--- begin GIVEN RECORDS ---

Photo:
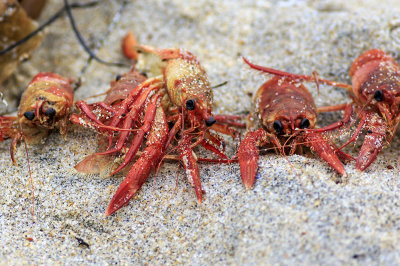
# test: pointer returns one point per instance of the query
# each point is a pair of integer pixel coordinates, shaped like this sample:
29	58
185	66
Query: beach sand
297	213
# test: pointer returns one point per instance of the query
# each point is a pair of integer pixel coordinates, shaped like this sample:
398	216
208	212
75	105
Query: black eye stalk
278	126
29	115
378	96
305	123
190	105
210	121
50	112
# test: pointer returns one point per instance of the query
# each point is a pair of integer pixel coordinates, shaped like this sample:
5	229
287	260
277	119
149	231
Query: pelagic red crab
284	111
175	106
45	105
375	94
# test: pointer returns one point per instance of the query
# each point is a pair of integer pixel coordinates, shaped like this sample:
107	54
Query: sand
294	215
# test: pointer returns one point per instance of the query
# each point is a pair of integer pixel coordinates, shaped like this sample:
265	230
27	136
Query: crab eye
278	126
378	95
190	104
50	112
118	77
29	115
210	121
305	123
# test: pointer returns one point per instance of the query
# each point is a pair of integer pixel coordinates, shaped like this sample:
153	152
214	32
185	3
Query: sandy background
293	215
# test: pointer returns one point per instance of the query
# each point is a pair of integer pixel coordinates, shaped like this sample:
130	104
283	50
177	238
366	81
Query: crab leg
374	140
248	155
130	118
321	146
189	161
142	168
138	139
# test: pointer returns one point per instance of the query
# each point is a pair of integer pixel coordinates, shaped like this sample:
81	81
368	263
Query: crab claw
189	161
136	177
142	168
248	156
321	146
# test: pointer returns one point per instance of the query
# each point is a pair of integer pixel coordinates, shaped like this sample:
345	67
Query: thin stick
44	25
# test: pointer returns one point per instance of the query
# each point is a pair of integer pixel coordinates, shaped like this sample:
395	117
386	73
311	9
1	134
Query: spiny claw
142	168
248	156
189	161
136	177
374	141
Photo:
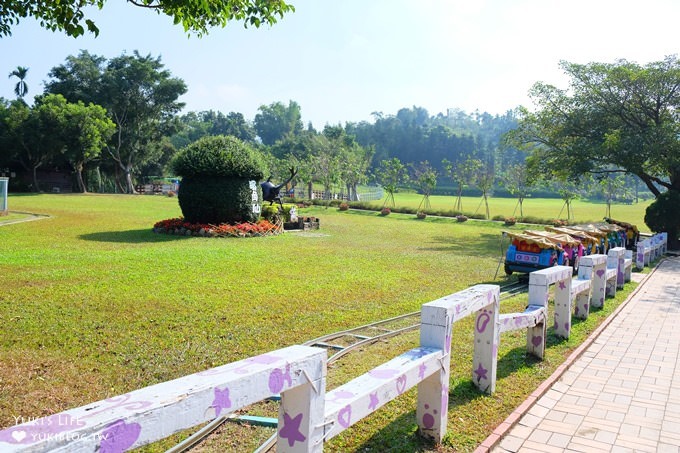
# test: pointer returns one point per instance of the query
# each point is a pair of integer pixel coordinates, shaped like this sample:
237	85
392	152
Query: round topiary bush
219	181
663	215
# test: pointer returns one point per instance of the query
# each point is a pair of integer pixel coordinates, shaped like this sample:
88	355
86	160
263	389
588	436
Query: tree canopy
620	117
139	94
196	16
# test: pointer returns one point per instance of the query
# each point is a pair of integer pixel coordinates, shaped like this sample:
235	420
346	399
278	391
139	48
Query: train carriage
528	253
589	242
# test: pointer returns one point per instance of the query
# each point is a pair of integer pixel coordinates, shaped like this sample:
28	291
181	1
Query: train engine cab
528	253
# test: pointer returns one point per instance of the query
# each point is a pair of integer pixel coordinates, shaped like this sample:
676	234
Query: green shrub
219	156
219	177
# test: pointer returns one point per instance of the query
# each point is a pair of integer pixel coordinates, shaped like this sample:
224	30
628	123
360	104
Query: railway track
339	344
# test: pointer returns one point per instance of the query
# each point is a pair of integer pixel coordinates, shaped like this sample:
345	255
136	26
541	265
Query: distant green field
93	304
547	208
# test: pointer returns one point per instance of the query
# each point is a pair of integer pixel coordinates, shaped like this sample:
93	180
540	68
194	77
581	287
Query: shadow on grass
484	244
515	360
131	236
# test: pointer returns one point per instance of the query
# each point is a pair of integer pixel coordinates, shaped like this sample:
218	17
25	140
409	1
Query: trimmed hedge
215	200
219	176
223	156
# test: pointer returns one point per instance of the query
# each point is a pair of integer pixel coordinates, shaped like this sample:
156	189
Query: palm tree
21	87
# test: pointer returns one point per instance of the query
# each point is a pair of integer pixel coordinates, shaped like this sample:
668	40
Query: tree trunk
79	178
459	202
36	186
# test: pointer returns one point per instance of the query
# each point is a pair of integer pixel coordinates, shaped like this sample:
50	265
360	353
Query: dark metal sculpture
270	192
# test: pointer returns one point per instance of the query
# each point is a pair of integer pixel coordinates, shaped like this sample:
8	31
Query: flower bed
178	226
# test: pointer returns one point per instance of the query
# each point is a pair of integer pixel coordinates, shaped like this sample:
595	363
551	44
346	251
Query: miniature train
532	250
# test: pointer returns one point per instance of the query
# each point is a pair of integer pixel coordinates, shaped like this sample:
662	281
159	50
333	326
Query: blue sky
341	60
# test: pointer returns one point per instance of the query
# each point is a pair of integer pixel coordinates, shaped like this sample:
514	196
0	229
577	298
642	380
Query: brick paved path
623	393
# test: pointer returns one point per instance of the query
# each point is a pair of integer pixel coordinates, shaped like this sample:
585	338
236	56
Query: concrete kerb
495	438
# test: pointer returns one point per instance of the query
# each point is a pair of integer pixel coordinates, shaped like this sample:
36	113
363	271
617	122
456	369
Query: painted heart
119	436
19	435
401	384
345	416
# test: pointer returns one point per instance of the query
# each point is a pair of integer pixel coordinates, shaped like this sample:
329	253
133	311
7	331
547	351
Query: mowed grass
93	304
545	208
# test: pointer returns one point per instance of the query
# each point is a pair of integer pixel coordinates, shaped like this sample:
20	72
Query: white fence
309	415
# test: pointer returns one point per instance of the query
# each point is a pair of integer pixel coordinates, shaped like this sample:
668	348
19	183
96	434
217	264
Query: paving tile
589	445
530	447
540	435
623	393
511	443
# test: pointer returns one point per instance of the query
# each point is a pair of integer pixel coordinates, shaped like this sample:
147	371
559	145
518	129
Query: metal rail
355	338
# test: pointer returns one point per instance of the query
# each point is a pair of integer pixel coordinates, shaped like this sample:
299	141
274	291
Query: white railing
650	249
308	414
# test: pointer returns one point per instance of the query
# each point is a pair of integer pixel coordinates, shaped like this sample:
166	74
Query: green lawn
94	304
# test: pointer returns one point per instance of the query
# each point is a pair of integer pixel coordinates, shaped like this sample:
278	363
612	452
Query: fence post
595	268
301	417
437	320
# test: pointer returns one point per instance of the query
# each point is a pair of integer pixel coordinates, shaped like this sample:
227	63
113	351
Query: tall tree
518	181
484	180
33	134
615	118
21	88
196	16
425	178
85	132
463	174
390	175
275	121
139	95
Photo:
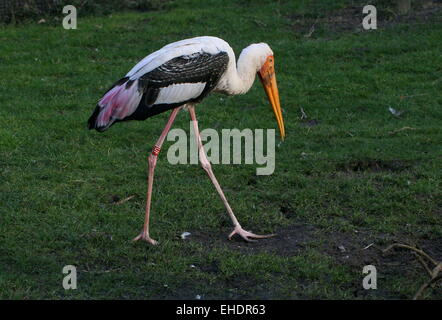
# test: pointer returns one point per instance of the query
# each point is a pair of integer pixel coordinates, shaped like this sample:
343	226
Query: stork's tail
119	102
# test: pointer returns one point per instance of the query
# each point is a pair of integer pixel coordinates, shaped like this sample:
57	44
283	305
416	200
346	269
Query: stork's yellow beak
268	80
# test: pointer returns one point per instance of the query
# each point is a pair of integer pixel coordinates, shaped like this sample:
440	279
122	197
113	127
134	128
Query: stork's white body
183	73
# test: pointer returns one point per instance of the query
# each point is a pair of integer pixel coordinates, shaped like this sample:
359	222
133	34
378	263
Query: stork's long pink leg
144	235
246	235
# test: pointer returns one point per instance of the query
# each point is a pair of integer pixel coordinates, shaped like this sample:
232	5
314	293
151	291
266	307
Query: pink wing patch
118	103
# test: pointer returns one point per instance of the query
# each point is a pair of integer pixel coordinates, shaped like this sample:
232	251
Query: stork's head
266	73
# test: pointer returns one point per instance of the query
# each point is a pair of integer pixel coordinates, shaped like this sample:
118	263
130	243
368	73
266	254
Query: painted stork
180	75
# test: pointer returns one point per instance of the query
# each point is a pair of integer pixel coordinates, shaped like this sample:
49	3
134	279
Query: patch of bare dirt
373	165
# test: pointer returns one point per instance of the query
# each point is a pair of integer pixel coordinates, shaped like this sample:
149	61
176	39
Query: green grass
350	172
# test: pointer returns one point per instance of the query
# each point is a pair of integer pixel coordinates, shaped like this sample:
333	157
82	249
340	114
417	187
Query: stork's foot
248	236
144	236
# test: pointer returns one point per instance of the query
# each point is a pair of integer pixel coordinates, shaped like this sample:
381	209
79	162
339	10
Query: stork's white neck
239	79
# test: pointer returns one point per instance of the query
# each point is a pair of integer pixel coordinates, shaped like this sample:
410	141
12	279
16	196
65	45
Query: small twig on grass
435	275
402	129
123	200
312	29
425	285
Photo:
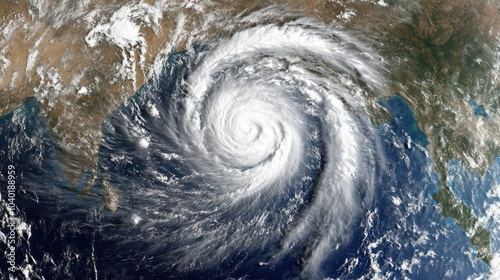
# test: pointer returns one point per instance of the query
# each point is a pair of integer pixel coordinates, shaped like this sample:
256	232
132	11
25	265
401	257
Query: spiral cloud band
256	143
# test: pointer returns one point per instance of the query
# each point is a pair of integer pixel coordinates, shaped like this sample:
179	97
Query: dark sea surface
401	234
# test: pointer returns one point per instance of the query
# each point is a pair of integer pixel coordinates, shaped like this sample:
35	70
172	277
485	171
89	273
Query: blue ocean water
402	235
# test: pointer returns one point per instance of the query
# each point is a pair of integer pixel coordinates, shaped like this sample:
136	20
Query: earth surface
250	139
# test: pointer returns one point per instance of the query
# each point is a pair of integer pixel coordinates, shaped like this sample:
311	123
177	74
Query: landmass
84	59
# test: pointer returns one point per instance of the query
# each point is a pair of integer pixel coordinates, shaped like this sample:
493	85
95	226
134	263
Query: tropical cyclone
83	59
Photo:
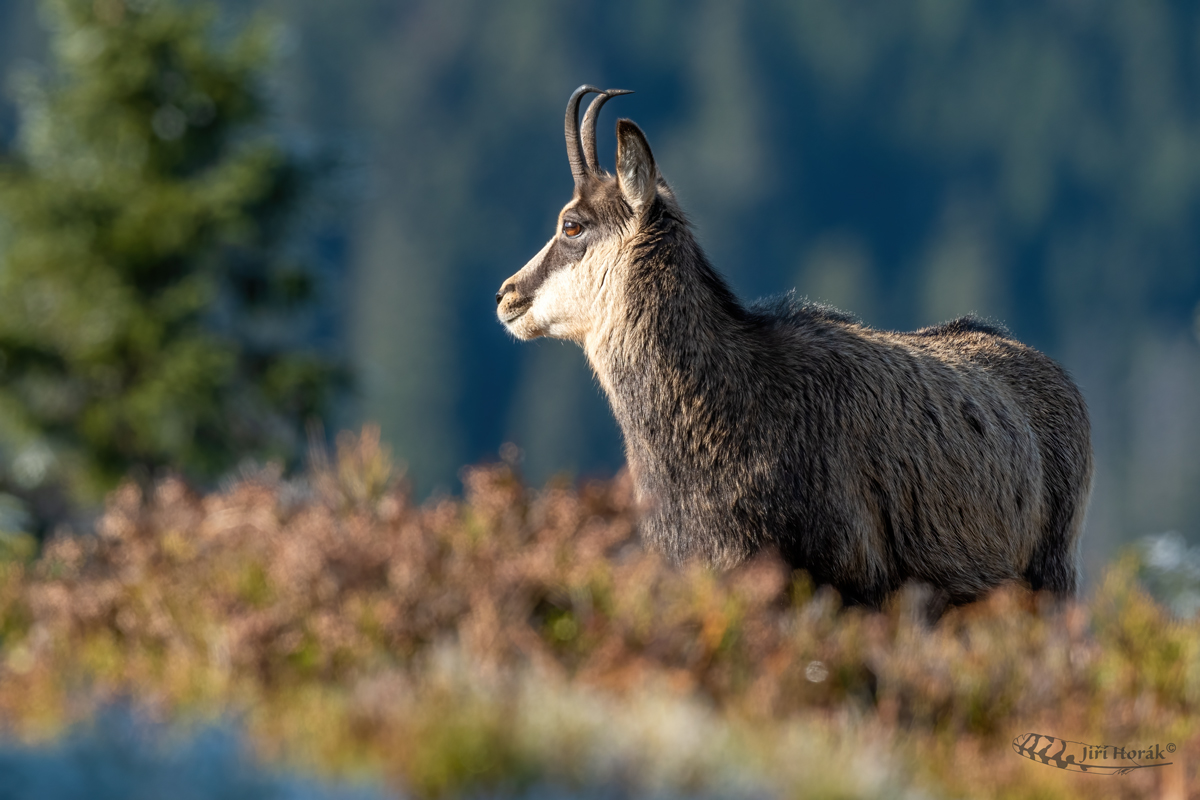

--- end GIVEN RECORDS ---

## [DIRECTIVE]
Count the lines of the records that contain the string "dark", treating uppercase and lowercase as different. Reply with the number alone.

## [SOLUTION FOR THIS PROBLEM]
2